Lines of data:
++++++++++

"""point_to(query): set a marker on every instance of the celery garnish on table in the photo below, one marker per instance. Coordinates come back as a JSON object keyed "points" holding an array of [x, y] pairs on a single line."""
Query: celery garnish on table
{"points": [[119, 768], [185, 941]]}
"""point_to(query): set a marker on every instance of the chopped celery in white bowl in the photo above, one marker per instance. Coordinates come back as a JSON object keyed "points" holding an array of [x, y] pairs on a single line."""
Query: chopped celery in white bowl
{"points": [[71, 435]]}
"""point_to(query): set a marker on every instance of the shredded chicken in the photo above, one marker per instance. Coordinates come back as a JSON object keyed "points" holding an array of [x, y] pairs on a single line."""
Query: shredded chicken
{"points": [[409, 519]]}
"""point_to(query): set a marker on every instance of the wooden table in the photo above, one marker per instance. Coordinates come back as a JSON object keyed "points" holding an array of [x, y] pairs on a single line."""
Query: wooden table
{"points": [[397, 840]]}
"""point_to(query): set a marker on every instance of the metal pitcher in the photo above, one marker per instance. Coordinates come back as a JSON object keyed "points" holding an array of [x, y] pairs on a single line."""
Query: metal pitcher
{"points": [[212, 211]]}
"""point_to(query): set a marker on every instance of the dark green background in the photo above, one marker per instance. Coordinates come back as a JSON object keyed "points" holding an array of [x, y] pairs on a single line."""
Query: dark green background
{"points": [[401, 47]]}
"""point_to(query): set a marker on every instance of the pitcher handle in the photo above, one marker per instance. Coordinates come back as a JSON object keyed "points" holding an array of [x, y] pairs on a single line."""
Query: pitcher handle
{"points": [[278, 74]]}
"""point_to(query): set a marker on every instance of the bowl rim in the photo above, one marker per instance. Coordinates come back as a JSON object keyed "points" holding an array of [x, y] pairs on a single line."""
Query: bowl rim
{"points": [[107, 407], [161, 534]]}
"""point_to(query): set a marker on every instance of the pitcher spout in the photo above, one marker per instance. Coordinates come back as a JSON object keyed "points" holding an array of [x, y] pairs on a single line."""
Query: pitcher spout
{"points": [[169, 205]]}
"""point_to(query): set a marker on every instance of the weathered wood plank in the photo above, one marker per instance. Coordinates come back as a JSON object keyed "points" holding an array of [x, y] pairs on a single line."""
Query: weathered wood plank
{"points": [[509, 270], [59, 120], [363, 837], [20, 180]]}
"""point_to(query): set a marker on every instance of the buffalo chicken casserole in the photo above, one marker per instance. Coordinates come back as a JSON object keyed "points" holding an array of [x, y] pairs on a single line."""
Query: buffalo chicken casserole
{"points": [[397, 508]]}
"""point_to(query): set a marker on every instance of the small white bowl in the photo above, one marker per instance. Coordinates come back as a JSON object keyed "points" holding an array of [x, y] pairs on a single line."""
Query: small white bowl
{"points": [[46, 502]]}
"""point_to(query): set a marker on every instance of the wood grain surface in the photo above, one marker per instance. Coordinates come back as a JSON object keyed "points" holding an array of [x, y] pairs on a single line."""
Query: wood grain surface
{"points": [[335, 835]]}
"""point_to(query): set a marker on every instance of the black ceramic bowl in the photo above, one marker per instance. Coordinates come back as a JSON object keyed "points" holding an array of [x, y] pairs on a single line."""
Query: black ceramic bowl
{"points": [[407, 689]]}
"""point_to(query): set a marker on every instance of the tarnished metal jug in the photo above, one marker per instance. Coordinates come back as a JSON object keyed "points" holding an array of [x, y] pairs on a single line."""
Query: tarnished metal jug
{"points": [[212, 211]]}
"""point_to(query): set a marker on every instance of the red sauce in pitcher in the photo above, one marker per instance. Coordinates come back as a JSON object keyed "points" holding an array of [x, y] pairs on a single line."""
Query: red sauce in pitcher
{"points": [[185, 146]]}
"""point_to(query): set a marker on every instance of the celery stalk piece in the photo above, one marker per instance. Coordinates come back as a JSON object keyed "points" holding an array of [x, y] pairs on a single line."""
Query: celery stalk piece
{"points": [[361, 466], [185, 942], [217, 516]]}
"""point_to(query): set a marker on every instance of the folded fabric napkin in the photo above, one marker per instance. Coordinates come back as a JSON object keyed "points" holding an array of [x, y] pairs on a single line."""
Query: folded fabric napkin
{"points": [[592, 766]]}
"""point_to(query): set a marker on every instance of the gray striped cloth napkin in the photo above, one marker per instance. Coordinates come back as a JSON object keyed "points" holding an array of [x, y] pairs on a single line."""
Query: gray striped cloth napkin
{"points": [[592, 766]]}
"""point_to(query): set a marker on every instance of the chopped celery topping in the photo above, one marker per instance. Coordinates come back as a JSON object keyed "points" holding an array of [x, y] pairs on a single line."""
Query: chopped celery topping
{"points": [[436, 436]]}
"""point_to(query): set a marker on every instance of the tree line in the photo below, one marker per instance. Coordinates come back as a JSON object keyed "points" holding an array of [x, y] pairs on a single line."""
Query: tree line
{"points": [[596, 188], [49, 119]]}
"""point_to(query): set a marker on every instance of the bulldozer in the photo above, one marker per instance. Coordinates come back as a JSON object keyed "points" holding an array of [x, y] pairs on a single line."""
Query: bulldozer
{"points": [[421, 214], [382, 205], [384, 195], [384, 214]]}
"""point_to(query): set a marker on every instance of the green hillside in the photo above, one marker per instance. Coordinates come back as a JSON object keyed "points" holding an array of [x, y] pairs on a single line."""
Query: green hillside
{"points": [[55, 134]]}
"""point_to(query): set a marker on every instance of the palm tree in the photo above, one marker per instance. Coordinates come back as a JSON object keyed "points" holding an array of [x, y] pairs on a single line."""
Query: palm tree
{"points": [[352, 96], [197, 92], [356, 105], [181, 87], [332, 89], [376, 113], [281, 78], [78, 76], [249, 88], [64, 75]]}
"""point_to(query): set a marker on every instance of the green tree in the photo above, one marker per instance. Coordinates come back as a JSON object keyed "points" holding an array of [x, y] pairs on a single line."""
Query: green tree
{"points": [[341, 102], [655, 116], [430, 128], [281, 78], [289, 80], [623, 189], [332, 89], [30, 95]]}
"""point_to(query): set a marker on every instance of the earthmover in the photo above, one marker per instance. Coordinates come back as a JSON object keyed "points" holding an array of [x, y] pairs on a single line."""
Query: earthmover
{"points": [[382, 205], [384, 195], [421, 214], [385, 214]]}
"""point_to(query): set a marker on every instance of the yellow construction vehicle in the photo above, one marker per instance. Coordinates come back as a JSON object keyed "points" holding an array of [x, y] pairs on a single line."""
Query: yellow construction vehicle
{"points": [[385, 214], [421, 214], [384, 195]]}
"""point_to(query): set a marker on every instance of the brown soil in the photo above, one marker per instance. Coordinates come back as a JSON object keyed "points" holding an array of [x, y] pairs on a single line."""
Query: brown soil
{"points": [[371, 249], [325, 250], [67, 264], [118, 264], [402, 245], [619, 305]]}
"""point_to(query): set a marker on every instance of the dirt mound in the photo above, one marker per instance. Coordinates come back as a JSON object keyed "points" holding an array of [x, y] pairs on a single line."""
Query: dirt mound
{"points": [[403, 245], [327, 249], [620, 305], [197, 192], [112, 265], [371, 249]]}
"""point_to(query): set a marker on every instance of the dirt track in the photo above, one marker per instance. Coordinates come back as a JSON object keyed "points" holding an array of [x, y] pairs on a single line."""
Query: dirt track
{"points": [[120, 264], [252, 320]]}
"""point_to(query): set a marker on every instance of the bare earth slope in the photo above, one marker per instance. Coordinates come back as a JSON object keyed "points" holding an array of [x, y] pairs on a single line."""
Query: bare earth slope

++++++++++

*WHAT YOU HAVE TO DO*: Give back all the records exactly as they stand.

*OUTPUT OF THE EXERCISE*:
"""point_to(query): set a marker on every instance of the celery garnish on table in the photo below, one marker per instance. Coordinates come back as a JSON object keyed "points" holding an array of [x, y] pairs on a single line."""
Query: celery garnish on table
{"points": [[119, 768], [185, 941]]}
"""point_to(query): set a marker on every instance of the chopped celery in white bowl in the photo above, one marker per instance. Coordinates come back as a JSON object keyed "points" holding an array of [x, y] pairs on a single line."""
Query: chopped celery in white bowl
{"points": [[71, 435]]}
"""point_to(query): set a marker on every instance of the shredded chicken in the photo above, one marker per instance. Coordinates come back as a JSON object keyed "points" holding an array of [x, y] pairs on a single line."""
Query: shredded chicken
{"points": [[409, 519]]}
"""point_to(query): set a marker on every instance of the wooden table in the photo above, one marker per instance. Coordinates come back as a JSON object keyed "points" holding an array of [x, y] pairs on a single line."""
Query: wooden table
{"points": [[397, 840]]}
"""point_to(query): set a marker on every instance of the metal pitcher in the photo above, one marker per instance. Coordinates come back as a JSON object keyed "points" holding an array of [x, y] pairs on a single line."""
Query: metal pitcher
{"points": [[212, 211]]}
"""point_to(query): set a marker on every instance of the dark green background in the photo above, one marker per instance. Coordinates come back as a JSON object keyed "points" holding an array of [x, y] pairs on a single line."""
Query: dark green background
{"points": [[401, 47]]}
"""point_to(query): set a marker on every instance of the pitcher handle in the photo above, one marker per instance. Coordinates come back as a JSON object keyed "points" holding an array of [x, y] pairs on a single line."""
Query: pitcher handle
{"points": [[278, 74]]}
"""point_to(query): set a marker on every instance of the bowl rim in the photo above, one marker per instance. Coordinates come back as a JSON object keyed "points" holding an array of [x, y] pairs on a single line."""
Query: bowl rim
{"points": [[107, 407], [161, 534]]}
"""point_to(query): set a marker on every instance of the pitcher spout in the photo above, one marker per instance. Coordinates come back as a JSON object keyed "points" holding an array of [x, y] pairs on a single line."""
Query: pitcher spout
{"points": [[169, 205]]}
"""point_to(query): set a marker on every instance of the weathered wood plank in the photo above, one marker per instance. Coordinates come back as a JSON object keyed "points" holding an array of [x, y] pairs on a single line."""
Query: weathered wood plank
{"points": [[509, 270], [59, 120], [363, 837], [20, 180]]}
"""point_to(query): set a marker on every instance of the buffalo chicken casserole in the photo above, one marker per instance. Coordinates come back as a JSON object keyed "points" holding an array of [x, y] pairs on a single line."""
Query: buffalo chicken casserole
{"points": [[397, 508]]}
"""point_to(query): set a marker on every instance of the small white bowl in the photo above, one marker per instance. Coordinates come back as a JSON object keyed "points" holding an array of [x, y] pairs on a single line."""
Query: small white bowl
{"points": [[46, 502]]}
"""point_to(query): set a marker on every instance of the wood grain surface in the photo above, one marker per instance. Coordinates come back as a JSON object keyed "points" holding an array of [x, y] pairs on a single line."""
Query: wood grain surface
{"points": [[335, 835]]}
"""point_to(query): set a marker on every instance of the black ceramic bowl in the photo above, one marker per instance. Coordinates come back as a JSON object keyed "points" holding an array of [x, y] pairs on a single line."""
Query: black ceramic bowl
{"points": [[407, 689]]}
"""point_to(query): set a marker on every instance of the tarnished metal jug in the photo above, one marker per instance. Coordinates come back as a JSON object keyed "points" holding an array of [x, y] pairs on a single line."""
Query: tarnished metal jug
{"points": [[212, 211]]}
"""point_to(query): set a marker on every instance of the red sauce in pitcher in the photo above, one marker per instance. Coordinates come back as a JSON object keyed "points" holding an array of [x, y] pairs on a single line."""
Query: red sauce in pitcher
{"points": [[185, 146]]}
"""point_to(query): set a marker on every instance of the celery stalk piece in the photo above, one marker per instance. Coordinates come back as a JSON object keyed "points" holding an array of [x, y] pairs on a single line."""
Query: celery stalk piece
{"points": [[361, 466], [185, 942], [217, 516]]}
"""point_to(query): set a marker on every instance of the folded fabric napkin in the photo above, one marker per instance. Coordinates come back as a JSON object keyed "points" holding an array of [x, y] pairs on a single line."""
Query: folded fabric napkin
{"points": [[592, 766]]}
"""point_to(query): set a marker on every instance of the gray striped cloth napkin in the photo above, one marker per instance. Coordinates come back as a JSON object keyed "points" holding an array of [x, y] pairs on a single line."""
Query: gray striped cloth napkin
{"points": [[592, 766]]}
"""point_to(query): set a marker on every instance of the chopped celery topping in the photo above, one marker per instance. Coordinates come back as a JSON object keyed "points" holding an array of [x, y] pairs on a single line."""
Query: chopped celery topping
{"points": [[436, 436]]}
"""point_to(query): set a marker on every instance of the tree line in the photo below, one marker per instance. Coordinates come back as a JSON object keyed "points" holding an array of [x, y] pairs on a single line."""
Query: tree line
{"points": [[596, 188], [49, 119]]}
"""point_to(query): set a marker on every instance of the bulldozer in the photo above, one marker per instance. Coordinates come back as a JSON object keyed "points" holding an array of [x, y] pairs on a single line."""
Query: bulldozer
{"points": [[421, 214], [382, 205], [384, 195], [384, 214]]}
"""point_to(query): set a marker on every instance of the green hillside in the photo above, one marker per instance. Coordinates come back as a JSON object keyed "points" holding an array of [x, y] pairs on a single line."""
Query: green hillside
{"points": [[55, 134]]}
"""point_to(query): set a marker on every instance of the palm tree in the photo above, one marker per instance. Coordinates come back as a JSON object keyed "points" holding an array of [x, y] pairs on a single line."""
Query: palm tree
{"points": [[352, 96], [197, 92], [356, 105], [181, 87], [332, 89], [376, 113], [281, 78], [78, 76], [249, 88], [64, 75]]}
"""point_to(query): set a marker on every instance of the green tree in the photo above, one marker per instance. Coordinates come back as a JSON object keyed "points" holding an array of [x, y] pairs on a single line."""
Query: green tree
{"points": [[341, 102], [655, 116], [430, 128], [281, 78], [289, 80], [623, 189], [332, 89], [30, 95]]}
"""point_to(query): set a marker on every instance of the earthmover in the photo above, one marker per instance. Coordinates come back as a JSON object keyed "points" holding an array of [x, y] pairs on a single line."""
Query: earthmover
{"points": [[382, 205], [384, 195], [421, 214], [385, 214]]}
"""point_to(query): set a marker on every instance of the yellow construction vehicle in the photo above, one marker per instance. Coordinates come back as a JSON object keyed "points" holding an array of [x, y] pairs on a single line."""
Query: yellow construction vehicle
{"points": [[385, 214], [421, 214], [384, 195]]}
"""point_to(query): set a marker on every instance of the brown soil in the photo above, one marker per instance. Coordinates come back as a JSON object keyed "points" holding an array of [x, y] pairs on a single line."""
Query: brown soil
{"points": [[371, 249], [325, 250], [67, 264], [118, 264], [402, 245], [619, 305]]}
"""point_to(query): set a marker on every instance of the dirt mound in the photo above, one marker per instance. Coordinates come back as a JSON object keyed "points" holding an array of [x, y] pairs on a single line."""
Query: dirt mound
{"points": [[403, 245], [327, 249], [620, 305], [197, 192], [112, 265], [371, 249]]}
"""point_to(query): set a marker on every instance of the dirt track in the photo above, one marker per instance. Coordinates come back as a JSON object keyed "points" holding an array of [x, y] pairs on a single line."""
Query: dirt track
{"points": [[120, 264], [252, 320]]}
"""point_to(query): set a marker on every instance of the bare earth slope in the photo above, one marker per instance. Coordinates come back as a JSON object keyed "points" holding an array of [x, y] pairs on a single line."""
Query: bare earth slope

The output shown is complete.